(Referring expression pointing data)
-.-.-

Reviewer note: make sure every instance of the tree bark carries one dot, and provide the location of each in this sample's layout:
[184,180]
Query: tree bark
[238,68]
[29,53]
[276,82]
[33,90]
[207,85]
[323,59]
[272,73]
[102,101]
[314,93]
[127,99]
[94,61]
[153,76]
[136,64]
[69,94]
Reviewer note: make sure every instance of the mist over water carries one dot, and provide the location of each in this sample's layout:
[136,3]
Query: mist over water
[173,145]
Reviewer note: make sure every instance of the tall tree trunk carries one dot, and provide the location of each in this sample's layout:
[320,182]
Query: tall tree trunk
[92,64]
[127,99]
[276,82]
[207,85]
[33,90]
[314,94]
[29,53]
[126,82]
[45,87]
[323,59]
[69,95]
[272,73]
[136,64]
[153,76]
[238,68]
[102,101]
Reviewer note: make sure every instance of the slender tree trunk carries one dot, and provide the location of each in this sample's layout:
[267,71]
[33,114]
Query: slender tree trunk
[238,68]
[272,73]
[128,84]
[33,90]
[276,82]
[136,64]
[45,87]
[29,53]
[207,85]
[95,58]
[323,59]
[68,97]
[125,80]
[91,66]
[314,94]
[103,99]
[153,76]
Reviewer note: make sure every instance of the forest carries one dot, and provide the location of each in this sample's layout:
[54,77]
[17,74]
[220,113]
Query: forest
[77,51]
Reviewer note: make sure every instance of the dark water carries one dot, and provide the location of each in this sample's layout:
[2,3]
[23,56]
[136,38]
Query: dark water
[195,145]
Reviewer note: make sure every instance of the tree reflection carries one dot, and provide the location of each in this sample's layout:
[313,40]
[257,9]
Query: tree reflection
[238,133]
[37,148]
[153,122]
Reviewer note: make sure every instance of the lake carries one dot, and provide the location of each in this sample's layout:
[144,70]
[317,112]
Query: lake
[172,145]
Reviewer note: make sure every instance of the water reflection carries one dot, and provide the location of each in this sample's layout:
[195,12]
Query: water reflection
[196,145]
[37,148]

-.-.-

Aim of the task
Transcribe every record above exactly.

Final answer
Reviewer note: make sure every instance of the tree bark carries one dot, and provide the location of each in this sample's layout:
[184,180]
Query: tree bark
[238,68]
[29,53]
[276,82]
[33,90]
[207,85]
[323,59]
[272,73]
[102,101]
[314,93]
[127,99]
[94,61]
[153,76]
[136,64]
[69,94]
Reviewer note: make sure every instance of the mist over water carries one dot, and provide the location of each in this sample's layout:
[136,3]
Query: mist over water
[173,145]
Reviewer note: make sure every instance of the tall tree trunk carries one dot, and provide the location of each in this sample's layout:
[320,182]
Query: tall tree trunk
[92,64]
[127,99]
[276,82]
[207,85]
[33,90]
[314,94]
[29,53]
[126,82]
[45,87]
[323,59]
[69,95]
[272,73]
[136,64]
[153,76]
[238,68]
[102,101]
Reviewer note: make sure every instance of the slender tree trunk carries one dot, and provide the location of each in this sample's layout:
[267,71]
[33,114]
Query: slender tree trunk
[238,68]
[272,73]
[128,84]
[33,90]
[276,82]
[136,64]
[45,87]
[29,53]
[207,85]
[95,58]
[323,59]
[68,97]
[125,80]
[91,66]
[314,94]
[103,99]
[153,76]
Reviewer note: make sure every instance of the forest carries one dot, and provide the location of each in this sample's layout:
[54,77]
[17,74]
[220,113]
Query: forest
[77,51]
Reviewer note: make sure every instance of the dark water carries one dot, and provide the location of each in this sample's layout:
[2,3]
[23,56]
[136,38]
Query: dark water
[195,145]
Reviewer note: make sure every instance of the tree reflection carries one dot, and provide the location of each in this sample's layout:
[313,40]
[257,9]
Query: tree reflection
[238,133]
[37,148]
[153,122]
Reviewer note: make sure every instance of the lake carries one dot, and provide the location of each in this sample's layout:
[144,70]
[317,112]
Query: lake
[172,145]
Reviewer note: make sure every instance of the water reflection carries one dot, and provide the location of each in this sample's layout:
[195,12]
Query: water reflection
[196,145]
[37,148]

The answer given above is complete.